豊田梟城址ボルダー偵察そして城山城跡ボルダーその5

2006年12月28日記

 暮れの日曜日の一日、豊田に行って来た。例に因って、名古屋の帰りである。

 金曜日の夜中家を出発し、途中東名の富士川サービスエリアでの仮眠の後、名古屋に向かった。その日は、ちょっと紀伊半島の方に足を伸ばし、名古屋で一泊した。

 翌日曜日、10時頃の出発の予定が、やっぱりなんだかだで、出発が11時過ぎになってしまい、おまけに、相棒と青矢印の信号のことで少し突っ込んだ話しをしたりしているうちに道を間違えたりしたので、何時もの古美山園地の駐車場に着いたのは12時半頃だった。今回も何時もの方々とお会いすることを楽しみにしていたのだが、到着が少し遅れてしまったので、既に移動された後だった。

 駐車場には結構多くの自動車が停まっており、路肩にまで停められている自動車があったのだが、メインの駐車場は、豊田の方々が移動した後だったせいか、空いていたので、そこに自動車を停めた。

 念のためと、連絡用の白板を見に行くと、大楠林道の「リクエストエリア」に行くと書かれていた。「雷岩」の奥とも書かれていた。しかし、小生には「雷岩」の場所はわからない。大雑把な場所しかわからない。その辺まで行き、探すということも考えられたが、結構広い場所だから、先ず見つからないだろうと、それは諦め、前回宿題を幾つか残した、「城山城跡」に行くことに決めた。
════════════════════
課題 1: ボルダー偵察の記事によると、古美山園地の駐車場に着いたのは何時頃ですか。
課題 2: ボルダー偵察の記事のうち「翌日曜日、10時頃の出発の予定が」で始まる段落を、要点を残して箇条書きにまとめてください。
課題 3: ボルダー偵察の記事を、最後の段落に続けて書き進めてください。

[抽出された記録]
════════════════════
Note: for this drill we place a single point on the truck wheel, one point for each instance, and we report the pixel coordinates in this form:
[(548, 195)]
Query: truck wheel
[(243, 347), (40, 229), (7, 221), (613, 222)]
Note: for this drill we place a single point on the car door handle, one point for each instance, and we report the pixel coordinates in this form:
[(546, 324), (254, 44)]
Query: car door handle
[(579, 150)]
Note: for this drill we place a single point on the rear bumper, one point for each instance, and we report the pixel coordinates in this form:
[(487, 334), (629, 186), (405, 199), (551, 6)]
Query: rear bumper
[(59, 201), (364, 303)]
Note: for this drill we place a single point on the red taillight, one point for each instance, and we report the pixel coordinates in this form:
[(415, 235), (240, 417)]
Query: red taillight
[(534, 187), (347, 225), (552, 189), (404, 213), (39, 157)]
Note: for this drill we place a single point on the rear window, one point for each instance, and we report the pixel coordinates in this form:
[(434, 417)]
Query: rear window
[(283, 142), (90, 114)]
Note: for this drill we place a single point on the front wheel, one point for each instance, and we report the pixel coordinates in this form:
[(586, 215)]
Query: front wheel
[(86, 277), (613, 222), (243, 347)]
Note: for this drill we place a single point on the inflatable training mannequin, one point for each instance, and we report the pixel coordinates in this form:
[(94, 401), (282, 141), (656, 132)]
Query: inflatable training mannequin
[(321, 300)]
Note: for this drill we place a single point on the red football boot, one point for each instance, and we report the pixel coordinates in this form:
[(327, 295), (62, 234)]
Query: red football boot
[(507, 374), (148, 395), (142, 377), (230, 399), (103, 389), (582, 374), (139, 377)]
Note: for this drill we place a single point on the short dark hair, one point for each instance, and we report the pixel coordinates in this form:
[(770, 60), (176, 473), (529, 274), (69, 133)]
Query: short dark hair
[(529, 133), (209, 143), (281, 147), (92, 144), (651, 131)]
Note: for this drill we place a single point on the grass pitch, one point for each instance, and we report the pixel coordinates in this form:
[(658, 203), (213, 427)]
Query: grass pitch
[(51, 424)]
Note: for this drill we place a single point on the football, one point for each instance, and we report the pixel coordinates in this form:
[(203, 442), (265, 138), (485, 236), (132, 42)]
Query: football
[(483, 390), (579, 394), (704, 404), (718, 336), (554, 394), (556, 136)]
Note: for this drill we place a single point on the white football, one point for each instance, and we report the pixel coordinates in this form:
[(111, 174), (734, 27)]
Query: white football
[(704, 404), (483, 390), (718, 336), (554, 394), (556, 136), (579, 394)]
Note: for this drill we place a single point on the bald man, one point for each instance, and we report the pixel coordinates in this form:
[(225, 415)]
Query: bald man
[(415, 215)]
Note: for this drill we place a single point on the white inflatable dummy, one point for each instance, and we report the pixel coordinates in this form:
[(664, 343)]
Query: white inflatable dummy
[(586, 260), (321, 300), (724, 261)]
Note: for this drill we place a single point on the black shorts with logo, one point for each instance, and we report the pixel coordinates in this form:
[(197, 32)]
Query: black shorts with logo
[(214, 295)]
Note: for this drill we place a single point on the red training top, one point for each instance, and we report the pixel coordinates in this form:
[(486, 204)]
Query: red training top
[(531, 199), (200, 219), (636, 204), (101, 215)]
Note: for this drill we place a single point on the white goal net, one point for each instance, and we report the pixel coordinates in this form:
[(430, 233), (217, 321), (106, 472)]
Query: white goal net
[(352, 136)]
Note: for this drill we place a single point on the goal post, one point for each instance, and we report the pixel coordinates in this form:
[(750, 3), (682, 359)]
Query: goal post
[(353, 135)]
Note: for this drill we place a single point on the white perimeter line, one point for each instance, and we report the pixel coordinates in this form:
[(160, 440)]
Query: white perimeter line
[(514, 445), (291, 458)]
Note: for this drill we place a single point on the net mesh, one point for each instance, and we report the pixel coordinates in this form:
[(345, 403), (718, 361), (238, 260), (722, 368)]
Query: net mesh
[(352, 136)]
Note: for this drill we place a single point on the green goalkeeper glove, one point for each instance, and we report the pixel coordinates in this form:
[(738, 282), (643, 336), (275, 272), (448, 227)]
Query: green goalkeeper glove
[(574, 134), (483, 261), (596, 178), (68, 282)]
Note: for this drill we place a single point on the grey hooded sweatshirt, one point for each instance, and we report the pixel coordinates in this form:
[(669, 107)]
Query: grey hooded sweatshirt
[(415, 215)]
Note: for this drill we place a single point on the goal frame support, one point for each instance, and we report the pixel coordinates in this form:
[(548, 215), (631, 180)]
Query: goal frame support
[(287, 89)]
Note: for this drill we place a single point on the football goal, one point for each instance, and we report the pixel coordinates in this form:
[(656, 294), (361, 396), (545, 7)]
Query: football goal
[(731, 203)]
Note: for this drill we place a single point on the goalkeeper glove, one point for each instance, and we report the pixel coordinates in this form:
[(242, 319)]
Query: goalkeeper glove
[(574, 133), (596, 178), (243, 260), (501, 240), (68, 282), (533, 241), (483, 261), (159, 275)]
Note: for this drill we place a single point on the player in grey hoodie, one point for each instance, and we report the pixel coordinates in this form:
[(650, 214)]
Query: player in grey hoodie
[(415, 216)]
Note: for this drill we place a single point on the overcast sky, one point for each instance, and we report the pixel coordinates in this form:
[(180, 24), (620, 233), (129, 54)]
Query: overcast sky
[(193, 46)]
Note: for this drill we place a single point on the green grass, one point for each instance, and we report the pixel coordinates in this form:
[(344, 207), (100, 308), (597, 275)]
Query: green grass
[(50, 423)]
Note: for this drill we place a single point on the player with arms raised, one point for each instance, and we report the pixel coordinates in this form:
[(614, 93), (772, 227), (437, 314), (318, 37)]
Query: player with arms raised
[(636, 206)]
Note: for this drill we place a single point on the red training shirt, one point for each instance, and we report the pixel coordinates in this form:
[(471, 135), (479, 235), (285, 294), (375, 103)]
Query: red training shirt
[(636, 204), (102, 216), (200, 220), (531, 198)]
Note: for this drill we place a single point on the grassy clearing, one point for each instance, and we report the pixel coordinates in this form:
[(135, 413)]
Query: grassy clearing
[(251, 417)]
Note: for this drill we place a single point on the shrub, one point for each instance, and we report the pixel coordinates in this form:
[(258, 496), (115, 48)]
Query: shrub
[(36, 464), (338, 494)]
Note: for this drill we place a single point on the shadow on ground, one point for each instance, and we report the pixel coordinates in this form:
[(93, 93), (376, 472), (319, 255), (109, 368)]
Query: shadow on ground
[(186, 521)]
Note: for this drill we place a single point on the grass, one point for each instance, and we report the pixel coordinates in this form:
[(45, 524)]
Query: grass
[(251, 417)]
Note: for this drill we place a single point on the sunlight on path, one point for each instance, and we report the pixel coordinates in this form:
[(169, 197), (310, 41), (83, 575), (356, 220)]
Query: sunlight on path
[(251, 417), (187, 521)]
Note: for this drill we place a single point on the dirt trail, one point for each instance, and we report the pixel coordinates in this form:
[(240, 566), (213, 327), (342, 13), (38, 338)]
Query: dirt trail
════════════════════
回答 1: 12時半頃です。

回答 2:
- 10時頃の予定だった出発が11時過ぎになった
- 相棒と青矢印の信号について話しているうちに道を間違えた
- 古美山園地の駐車場に着いたのは12時半頃だった
- 楽しみにしていたいつもの方々は、すでに移動した後だった

回答 3:
 歌石の駐車場に行くと、結構多くの自動車が停まっていた。中には北海道や九州のナンバーの自動車も居た。

 ちょうど支度をしてる三河ナンバーの自動車の方がいたので、駄目もとと「リクエストエリア」を聞いてみたが、やはりその方は知らなかった。

 このエリアも結構人が多いだろうと勝手に考え、以前から気になっていた、向かいの山の「梟ヶ城址」にあるという、梟城址ボルダーを偵察に行くことにした。といっても、今回は豊田のボルダーの資料は何も持ってはいなかったのだが。

 この梟城址ボルダーだが、大分以前の雑誌にその存在が報告されてはいるが、そこには可能性がある位な情報しか出ていない、現在は殆ど忘れ去られたエリアらしいのである。従って、どんなボルダーなのかの偵察が主な目的であった。

 駐車場を出て、通りに出ると、指導標があったので、それに従って細い舗装路を登って行った。

 自動車で登ろうとすれば登れないこともない、大分に細い道路で、入り口には、一応申し訳程度に大分に錆びた自動車進入禁止の標識が立っていた。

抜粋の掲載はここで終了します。